> Teks yang Diberikan
PENDAHULUAN
Definisi Istilah
Istilah “dogma” berasal dari kata Yunani dan Latin, yang berarti “hal
yang dipegang sebagai suatu opini” atau bisa juga menunjuk pada “suatu
doktrin atau badan dari doktrin-doktrin teologi dan agama yang secara
formal dinyatakan dan diproklamasikan sebagai suatu yang berotoritas
oleh gereja.” Istilah ini bukanlah istilah yang asing bagi
Alkitab sebab dalam Perjanjian Baru ada beberapa ayat yang menyebutkan
kata dogma, dengan berbagai variasi pengertian. Enam di antaranya
adalah:
- Lukas 2:1; Kisah Para Rasul 17:7; Ibrani 11:23 dengan arti ketetapan, perintah dari kaisar atau raja
- Efesus 2:15; Kolose 2:14 dengan arti perintah hukum, ketentuan hukum, yang berasal dari Musa
- Kisah 16:4 dengan arti keputusan Kristen
Dalam
ayat Kisah 16:4 dijelaskan oleh Lukas bahwa Paulus dan Silas berjalan
keliling di Asia dari kota ke kota sambil menyampaikan dogmata
(keputusan-keputusan) yang diambil oleh para rasul dan para penatua di
Yerusalem dengan pesan supaya jemaat menurutinya. Keputusan-keputusan
ini menyangkut baik “ajaran Kristen,” yaitu kebebasan dari kuk Hukum
Musa yang telah digenapi oleh Yesus Kristus maupun “kehidupan Kristen,”

> Data Tersedia
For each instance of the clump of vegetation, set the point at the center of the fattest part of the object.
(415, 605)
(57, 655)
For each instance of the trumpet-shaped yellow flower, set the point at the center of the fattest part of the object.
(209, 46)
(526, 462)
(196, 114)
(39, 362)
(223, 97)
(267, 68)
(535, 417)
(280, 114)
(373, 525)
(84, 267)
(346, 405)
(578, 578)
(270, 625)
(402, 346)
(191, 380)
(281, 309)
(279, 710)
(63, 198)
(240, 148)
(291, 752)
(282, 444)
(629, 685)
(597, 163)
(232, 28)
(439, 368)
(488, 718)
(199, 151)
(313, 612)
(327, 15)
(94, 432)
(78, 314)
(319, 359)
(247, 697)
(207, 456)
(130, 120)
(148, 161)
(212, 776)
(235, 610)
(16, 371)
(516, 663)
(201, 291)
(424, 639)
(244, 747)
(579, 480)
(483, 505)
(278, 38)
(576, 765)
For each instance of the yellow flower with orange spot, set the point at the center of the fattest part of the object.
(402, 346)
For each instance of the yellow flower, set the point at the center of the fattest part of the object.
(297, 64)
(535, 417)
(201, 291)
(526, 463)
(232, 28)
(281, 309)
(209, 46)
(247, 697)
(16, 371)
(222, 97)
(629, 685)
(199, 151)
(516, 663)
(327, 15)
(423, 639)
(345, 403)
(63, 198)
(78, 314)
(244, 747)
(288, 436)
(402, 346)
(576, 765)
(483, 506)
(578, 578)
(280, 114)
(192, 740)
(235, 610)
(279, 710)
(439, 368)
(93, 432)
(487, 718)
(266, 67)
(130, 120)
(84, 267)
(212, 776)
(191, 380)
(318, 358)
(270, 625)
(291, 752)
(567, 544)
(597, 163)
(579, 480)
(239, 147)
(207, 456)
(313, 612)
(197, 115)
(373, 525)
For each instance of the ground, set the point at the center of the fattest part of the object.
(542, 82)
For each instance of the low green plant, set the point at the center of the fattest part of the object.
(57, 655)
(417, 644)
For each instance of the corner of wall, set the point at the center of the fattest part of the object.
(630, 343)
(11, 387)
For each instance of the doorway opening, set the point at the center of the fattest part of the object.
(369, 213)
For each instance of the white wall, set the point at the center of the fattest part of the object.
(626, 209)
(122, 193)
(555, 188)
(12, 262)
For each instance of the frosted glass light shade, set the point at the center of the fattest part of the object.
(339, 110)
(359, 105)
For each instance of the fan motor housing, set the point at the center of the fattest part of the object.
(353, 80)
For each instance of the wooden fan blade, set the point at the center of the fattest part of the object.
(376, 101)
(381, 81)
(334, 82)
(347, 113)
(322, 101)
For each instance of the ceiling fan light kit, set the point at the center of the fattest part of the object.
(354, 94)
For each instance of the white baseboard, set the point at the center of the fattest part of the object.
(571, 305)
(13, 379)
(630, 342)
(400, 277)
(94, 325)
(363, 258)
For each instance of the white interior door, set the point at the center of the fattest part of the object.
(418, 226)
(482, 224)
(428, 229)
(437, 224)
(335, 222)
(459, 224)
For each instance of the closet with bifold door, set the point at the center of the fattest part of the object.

> Tujuan A
Tulis ulang seluruh teks tentang istilah dogma persis sama, tanpa mengubah apa pun.
> Tujuan B
Susun baris data sebagai daftar bernomor tanpa baris kosong. Ambil hanya bagian yang dimulai dari baris yang memuat "For each instance of the white baseboard, set", termasuk baris itu sendiri, sampai baris data terakhir.

> Penyelesaian Masalah A
PENDAHULUAN
Definisi Istilah
Istilah “dogma” berasal dari kata Yunani dan Latin, yang berarti “hal
yang dipegang sebagai suatu opini” atau bisa juga menunjuk pada “suatu
doktrin atau badan dari doktrin-doktrin teologi dan agama yang secara
formal dinyatakan dan diproklamasikan sebagai suatu yang berotoritas
oleh gereja.” Istilah ini bukanlah istilah yang asing bagi
Alkitab sebab dalam Perjanjian Baru ada beberapa ayat yang menyebutkan
kata dogma, dengan berbagai variasi pengertian. Enam di antaranya
adalah:
- Lukas 2:1; Kisah Para Rasul 17:7; Ibrani 11:23 dengan arti ketetapan, perintah dari kaisar atau raja
- Efesus 2:15; Kolose 2:14 dengan arti perintah hukum, ketentuan hukum, yang berasal dari Musa
- Kisah 16:4 dengan arti keputusan Kristen
Dalam
ayat Kisah 16:4 dijelaskan oleh Lukas bahwa Paulus dan Silas berjalan
keliling di Asia dari kota ke kota sambil menyampaikan dogmata
(keputusan-keputusan) yang diambil oleh para rasul dan para penatua di
Yerusalem dengan pesan supaya jemaat menurutinya. Keputusan-keputusan
ini menyangkut baik “ajaran Kristen,” yaitu kebebasan dari kuk Hukum
Musa yang telah digenapi oleh Yesus Kristus maupun “kehidupan Kristen,”

> Penyelesaian Masalah B
1. For each instance of the white baseboard, set the point at the center of the fattest part of the object.
2. (571, 305)
3. (13, 379)
4. (630, 342)
5. (400, 277)
6. (94, 325)
7. (363, 258)
8. For each instance of the white interior door, set the point at the center of the fattest part of the object.
9. (418, 226)
10. (482, 224)
11. (428, 229)
12. (437, 224)
13. (335, 222)
14. (459, 224)
15. For each instance of the closet with bifold door, set the point at the center of the fattest part of the object.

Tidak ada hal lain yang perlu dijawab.